_Directive_:
Copy out the rows below, substituting "occurrence" for each occurrence of "instance" and keeping every other character the same.

##### Records

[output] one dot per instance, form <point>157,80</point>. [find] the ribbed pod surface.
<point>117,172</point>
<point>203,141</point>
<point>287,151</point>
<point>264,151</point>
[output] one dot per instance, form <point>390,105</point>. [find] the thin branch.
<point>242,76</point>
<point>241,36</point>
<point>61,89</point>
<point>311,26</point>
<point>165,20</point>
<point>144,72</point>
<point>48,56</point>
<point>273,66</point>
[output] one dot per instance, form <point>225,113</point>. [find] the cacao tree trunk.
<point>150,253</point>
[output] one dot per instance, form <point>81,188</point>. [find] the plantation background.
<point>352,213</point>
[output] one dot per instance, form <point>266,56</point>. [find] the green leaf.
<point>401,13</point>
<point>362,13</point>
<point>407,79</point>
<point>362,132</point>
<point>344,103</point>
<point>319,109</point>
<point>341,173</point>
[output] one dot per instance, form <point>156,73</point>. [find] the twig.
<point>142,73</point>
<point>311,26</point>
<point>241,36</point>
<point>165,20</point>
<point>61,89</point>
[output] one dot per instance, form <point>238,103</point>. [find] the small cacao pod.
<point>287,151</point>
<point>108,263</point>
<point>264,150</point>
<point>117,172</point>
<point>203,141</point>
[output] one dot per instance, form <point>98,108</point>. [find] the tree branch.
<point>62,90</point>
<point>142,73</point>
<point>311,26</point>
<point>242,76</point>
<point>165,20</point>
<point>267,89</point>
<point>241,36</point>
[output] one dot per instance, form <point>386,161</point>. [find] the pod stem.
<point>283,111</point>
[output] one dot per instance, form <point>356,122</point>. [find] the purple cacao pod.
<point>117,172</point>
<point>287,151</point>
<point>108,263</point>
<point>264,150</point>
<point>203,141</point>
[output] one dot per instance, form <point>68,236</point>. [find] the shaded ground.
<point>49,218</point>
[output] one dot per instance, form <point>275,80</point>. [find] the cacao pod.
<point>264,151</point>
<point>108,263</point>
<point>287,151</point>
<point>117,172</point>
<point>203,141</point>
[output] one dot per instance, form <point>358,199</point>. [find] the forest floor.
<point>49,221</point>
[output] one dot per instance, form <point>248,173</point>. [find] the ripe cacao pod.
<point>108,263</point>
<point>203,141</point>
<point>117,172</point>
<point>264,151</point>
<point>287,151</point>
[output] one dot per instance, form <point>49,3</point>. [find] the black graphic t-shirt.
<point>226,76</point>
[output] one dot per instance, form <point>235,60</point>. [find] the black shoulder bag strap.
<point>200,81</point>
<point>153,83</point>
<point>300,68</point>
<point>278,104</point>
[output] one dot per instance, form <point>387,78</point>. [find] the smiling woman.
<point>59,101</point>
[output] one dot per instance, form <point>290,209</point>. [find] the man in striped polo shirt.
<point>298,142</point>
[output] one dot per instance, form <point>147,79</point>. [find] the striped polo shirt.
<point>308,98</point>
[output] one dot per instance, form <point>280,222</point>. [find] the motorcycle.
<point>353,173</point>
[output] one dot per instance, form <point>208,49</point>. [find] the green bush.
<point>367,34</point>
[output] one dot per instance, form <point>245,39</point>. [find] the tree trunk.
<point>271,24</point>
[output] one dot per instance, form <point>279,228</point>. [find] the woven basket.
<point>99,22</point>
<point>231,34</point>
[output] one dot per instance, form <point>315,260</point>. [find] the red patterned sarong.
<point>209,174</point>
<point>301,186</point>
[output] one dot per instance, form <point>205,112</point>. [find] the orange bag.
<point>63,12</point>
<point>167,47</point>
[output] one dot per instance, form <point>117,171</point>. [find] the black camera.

##########

_Final answer_:
[output] one dot per occurrence, form <point>157,80</point>. [find] the ribbed pod surface.
<point>117,172</point>
<point>203,141</point>
<point>287,151</point>
<point>264,151</point>
[output] one dot per occurrence, form <point>390,105</point>. [find] the thin branch.
<point>242,76</point>
<point>241,36</point>
<point>61,89</point>
<point>311,26</point>
<point>165,20</point>
<point>144,72</point>
<point>48,56</point>
<point>273,66</point>
[output] one dot per occurrence, form <point>225,113</point>. [find] the cacao tree trunk.
<point>150,253</point>
[output] one dot per occurrence, form <point>81,188</point>. [find] the plantation background.
<point>352,213</point>
[output] one dot per occurrence, form <point>266,56</point>. [find] the green leaf.
<point>401,13</point>
<point>362,13</point>
<point>407,79</point>
<point>362,132</point>
<point>344,103</point>
<point>319,109</point>
<point>341,173</point>
[output] one dot per occurrence, form <point>156,73</point>. [find] the twig.
<point>142,73</point>
<point>311,26</point>
<point>241,36</point>
<point>165,20</point>
<point>61,89</point>
[output] one dot per occurrence, form <point>238,103</point>. [find] the small cacao pod.
<point>287,151</point>
<point>108,263</point>
<point>264,150</point>
<point>117,172</point>
<point>203,141</point>
[output] one dot per occurrence, form <point>98,108</point>. [find] the tree branch.
<point>62,90</point>
<point>142,73</point>
<point>311,26</point>
<point>242,76</point>
<point>165,20</point>
<point>267,89</point>
<point>241,36</point>
[output] one dot per occurrence, form <point>386,161</point>. [find] the pod stem.
<point>283,111</point>
[output] one dot per occurrence, form <point>356,122</point>. [find] the purple cacao pod.
<point>117,172</point>
<point>287,151</point>
<point>108,263</point>
<point>264,150</point>
<point>203,141</point>
[output] one dot per occurrence, form <point>68,236</point>. [find] the shaded ground.
<point>49,218</point>
[output] one dot per occurrence, form <point>275,80</point>. [find] the cacao pod.
<point>264,151</point>
<point>108,263</point>
<point>287,151</point>
<point>117,172</point>
<point>203,141</point>
[output] one dot per occurrence, form <point>358,199</point>. [find] the forest floor.
<point>49,221</point>
[output] one dot per occurrence, form <point>248,173</point>. [find] the ripe cacao pod.
<point>108,263</point>
<point>203,141</point>
<point>117,172</point>
<point>264,151</point>
<point>287,151</point>
[output] one dot per occurrence, form <point>49,3</point>. [find] the black graphic t-shirt.
<point>226,76</point>
[output] one dot per occurrence, form <point>235,60</point>. [find] the black shoulder bag strap.
<point>200,81</point>
<point>153,83</point>
<point>300,68</point>
<point>278,104</point>
[output] one dot per occurrence, form <point>387,78</point>. [find] the smiling woman.
<point>59,101</point>
[output] one dot per occurrence, form <point>290,209</point>. [find] the man in striped polo shirt.
<point>298,142</point>
[output] one dot per occurrence, form <point>147,79</point>. [find] the striped polo shirt.
<point>308,98</point>
[output] one dot per occurrence, form <point>280,222</point>. [find] the motorcycle.
<point>353,173</point>
[output] one dot per occurrence, form <point>208,49</point>. [find] the green bush.
<point>367,34</point>
[output] one dot per occurrence, form <point>245,39</point>. [find] the tree trunk.
<point>271,24</point>
[output] one dot per occurrence, form <point>279,228</point>. [find] the woven basket.
<point>99,22</point>
<point>231,34</point>
[output] one dot per occurrence, form <point>315,260</point>. [find] the red patterned sarong.
<point>209,174</point>
<point>301,186</point>
[output] one dot per occurrence, form <point>205,112</point>. [find] the orange bag.
<point>63,12</point>
<point>167,47</point>
[output] one dot per occurrence, form <point>117,171</point>. [find] the black camera.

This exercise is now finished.